WORK TO COMPLETE: Please find every line in the records below that contains the word "wall", and copy each of those lines in full.

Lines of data
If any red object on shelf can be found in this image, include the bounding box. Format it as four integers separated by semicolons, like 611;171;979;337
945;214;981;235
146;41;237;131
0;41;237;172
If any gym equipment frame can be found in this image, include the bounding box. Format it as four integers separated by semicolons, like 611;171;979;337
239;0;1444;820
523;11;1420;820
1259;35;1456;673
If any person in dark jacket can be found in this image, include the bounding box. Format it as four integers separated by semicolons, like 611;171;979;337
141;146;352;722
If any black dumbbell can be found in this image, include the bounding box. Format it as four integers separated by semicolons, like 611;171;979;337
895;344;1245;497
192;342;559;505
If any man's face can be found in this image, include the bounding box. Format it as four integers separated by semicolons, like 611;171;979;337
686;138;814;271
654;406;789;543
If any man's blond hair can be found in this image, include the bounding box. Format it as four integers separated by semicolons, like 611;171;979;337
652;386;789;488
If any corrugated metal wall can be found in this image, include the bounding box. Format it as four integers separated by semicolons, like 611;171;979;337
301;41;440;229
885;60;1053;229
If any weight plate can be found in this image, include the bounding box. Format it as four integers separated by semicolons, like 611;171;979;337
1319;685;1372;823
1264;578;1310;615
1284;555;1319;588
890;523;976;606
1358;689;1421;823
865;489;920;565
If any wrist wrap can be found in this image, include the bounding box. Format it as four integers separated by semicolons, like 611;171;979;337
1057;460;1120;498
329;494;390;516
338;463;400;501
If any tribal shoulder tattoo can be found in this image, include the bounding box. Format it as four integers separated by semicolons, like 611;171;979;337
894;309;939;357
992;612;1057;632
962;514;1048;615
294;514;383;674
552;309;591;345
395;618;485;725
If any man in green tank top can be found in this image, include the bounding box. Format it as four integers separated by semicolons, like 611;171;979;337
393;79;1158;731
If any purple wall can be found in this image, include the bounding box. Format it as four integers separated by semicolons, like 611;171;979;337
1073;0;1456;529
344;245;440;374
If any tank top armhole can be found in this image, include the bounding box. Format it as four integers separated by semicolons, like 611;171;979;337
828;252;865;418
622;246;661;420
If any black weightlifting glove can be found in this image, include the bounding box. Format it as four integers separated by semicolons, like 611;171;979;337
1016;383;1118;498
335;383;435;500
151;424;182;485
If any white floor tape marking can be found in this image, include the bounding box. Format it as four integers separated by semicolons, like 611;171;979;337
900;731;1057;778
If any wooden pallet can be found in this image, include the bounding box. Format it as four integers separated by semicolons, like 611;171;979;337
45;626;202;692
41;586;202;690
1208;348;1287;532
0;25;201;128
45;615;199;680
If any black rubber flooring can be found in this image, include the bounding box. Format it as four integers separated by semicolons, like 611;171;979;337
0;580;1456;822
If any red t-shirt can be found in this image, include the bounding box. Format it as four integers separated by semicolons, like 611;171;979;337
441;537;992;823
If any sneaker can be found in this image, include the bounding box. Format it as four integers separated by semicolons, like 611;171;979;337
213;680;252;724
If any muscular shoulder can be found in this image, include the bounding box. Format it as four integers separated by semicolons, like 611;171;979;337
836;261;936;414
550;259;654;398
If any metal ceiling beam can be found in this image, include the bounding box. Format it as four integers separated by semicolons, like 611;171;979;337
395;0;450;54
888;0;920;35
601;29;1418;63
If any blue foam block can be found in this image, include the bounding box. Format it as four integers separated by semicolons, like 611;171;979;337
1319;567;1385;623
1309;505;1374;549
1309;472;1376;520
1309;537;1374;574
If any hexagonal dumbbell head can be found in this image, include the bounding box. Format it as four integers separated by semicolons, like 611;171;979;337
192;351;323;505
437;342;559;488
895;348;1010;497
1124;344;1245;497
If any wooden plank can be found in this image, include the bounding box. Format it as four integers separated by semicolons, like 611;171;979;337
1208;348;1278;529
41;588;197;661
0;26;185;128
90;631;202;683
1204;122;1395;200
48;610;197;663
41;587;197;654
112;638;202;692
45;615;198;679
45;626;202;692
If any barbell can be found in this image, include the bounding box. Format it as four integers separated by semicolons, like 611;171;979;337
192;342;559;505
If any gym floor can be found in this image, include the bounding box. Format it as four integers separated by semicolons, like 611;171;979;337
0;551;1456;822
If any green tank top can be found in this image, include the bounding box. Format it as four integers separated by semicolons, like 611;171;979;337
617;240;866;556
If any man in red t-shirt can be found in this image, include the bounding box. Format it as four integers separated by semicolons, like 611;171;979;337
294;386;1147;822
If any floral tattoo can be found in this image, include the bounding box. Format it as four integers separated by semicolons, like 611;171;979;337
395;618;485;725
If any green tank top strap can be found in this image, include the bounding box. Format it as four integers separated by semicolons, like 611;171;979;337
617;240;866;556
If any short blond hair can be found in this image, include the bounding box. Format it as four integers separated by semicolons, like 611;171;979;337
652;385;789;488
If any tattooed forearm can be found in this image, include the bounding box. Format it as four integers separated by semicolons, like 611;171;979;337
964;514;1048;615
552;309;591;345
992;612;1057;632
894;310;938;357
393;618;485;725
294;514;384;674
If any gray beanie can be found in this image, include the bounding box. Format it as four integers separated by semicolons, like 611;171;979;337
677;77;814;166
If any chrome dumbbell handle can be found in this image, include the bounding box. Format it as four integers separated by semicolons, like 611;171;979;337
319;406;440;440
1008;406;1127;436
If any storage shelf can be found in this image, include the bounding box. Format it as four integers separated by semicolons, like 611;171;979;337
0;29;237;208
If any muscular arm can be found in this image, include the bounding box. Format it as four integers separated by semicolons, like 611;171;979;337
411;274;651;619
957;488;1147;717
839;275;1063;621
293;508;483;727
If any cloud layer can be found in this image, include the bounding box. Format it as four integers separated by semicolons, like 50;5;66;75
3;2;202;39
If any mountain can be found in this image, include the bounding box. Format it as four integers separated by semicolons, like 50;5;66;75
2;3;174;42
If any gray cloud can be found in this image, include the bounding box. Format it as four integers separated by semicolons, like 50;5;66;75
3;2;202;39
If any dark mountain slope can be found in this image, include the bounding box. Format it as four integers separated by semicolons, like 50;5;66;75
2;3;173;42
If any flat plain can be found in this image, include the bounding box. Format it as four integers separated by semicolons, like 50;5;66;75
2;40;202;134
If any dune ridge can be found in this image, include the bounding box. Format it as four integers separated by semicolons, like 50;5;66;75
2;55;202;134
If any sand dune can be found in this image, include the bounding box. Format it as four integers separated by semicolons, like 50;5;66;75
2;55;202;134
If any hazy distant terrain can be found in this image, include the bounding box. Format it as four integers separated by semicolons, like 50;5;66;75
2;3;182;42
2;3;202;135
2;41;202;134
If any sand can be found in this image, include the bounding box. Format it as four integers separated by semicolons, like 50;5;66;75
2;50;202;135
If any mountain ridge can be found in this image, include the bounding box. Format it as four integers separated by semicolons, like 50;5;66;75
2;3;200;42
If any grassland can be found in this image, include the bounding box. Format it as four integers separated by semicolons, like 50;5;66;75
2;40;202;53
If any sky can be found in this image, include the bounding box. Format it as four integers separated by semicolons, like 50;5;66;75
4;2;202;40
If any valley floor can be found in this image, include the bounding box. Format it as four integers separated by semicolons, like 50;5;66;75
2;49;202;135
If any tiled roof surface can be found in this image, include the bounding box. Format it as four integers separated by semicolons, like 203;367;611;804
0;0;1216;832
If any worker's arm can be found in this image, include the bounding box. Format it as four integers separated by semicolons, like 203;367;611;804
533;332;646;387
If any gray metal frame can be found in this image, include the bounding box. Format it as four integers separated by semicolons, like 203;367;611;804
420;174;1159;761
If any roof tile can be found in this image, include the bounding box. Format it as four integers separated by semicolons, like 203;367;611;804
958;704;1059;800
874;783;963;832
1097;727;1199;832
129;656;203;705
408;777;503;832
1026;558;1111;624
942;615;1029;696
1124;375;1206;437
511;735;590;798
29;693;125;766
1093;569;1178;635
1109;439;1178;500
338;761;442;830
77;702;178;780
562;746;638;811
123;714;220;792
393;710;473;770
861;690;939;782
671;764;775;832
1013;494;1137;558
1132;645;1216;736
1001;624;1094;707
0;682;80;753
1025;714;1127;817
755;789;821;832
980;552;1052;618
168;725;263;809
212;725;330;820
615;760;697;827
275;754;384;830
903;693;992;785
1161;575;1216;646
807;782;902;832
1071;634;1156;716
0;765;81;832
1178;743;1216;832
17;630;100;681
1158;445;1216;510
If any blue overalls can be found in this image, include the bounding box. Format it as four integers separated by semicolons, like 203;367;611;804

SOLUTION:
If any corrugated metal wall can be found in this image, include the bounding box. Format it as four integers separated by semicolons, like 611;171;979;337
If any purple wall can be found in this image, include the bounding box. Format it as four integers separated by semicolons, like 611;171;979;337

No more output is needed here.